→ **Provided information**
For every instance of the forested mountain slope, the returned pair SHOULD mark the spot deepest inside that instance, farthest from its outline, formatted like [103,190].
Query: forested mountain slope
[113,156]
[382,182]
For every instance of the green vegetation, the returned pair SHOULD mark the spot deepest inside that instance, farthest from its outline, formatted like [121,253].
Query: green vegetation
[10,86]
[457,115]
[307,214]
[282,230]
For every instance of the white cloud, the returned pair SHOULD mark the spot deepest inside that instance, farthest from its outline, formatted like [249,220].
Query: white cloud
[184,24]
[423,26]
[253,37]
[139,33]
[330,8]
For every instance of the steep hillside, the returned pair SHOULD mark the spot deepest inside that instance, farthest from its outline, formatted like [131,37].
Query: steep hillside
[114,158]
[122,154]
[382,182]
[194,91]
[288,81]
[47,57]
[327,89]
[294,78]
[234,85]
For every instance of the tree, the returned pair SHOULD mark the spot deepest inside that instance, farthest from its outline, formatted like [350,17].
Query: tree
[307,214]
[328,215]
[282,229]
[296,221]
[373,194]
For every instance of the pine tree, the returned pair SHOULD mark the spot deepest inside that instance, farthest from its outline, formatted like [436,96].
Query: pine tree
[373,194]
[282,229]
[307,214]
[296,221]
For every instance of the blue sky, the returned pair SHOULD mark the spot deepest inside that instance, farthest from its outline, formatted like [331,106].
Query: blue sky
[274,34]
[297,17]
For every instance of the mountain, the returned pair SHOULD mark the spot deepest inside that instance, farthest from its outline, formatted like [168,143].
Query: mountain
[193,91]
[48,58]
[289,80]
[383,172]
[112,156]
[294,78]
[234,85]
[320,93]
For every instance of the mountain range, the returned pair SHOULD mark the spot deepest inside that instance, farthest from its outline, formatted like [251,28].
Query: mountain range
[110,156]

==

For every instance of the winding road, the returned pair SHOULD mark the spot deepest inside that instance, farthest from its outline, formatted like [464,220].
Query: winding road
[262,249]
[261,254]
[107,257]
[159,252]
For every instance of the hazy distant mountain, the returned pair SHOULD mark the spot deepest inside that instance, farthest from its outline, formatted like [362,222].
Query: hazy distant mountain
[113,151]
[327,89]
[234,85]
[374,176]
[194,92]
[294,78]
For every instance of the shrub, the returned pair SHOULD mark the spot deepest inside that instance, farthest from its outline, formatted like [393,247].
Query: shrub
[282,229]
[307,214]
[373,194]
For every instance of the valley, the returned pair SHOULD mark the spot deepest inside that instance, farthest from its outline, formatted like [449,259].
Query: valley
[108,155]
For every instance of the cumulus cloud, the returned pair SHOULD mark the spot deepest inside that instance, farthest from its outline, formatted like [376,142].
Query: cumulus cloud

...

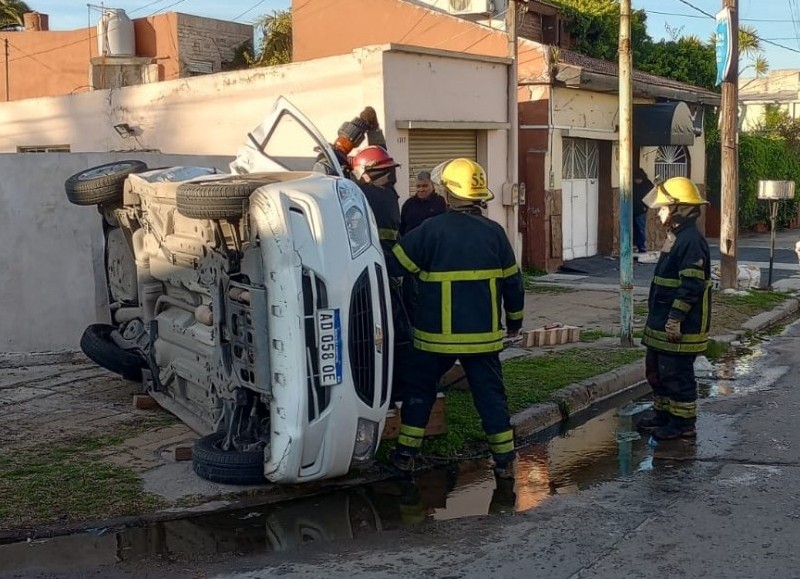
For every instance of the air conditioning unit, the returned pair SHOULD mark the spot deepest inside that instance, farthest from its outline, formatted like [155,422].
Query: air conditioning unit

→ **Short problem**
Count the lines in the entries above that contain the string "hillside". Give only the number.

→ **Answer to the task**
2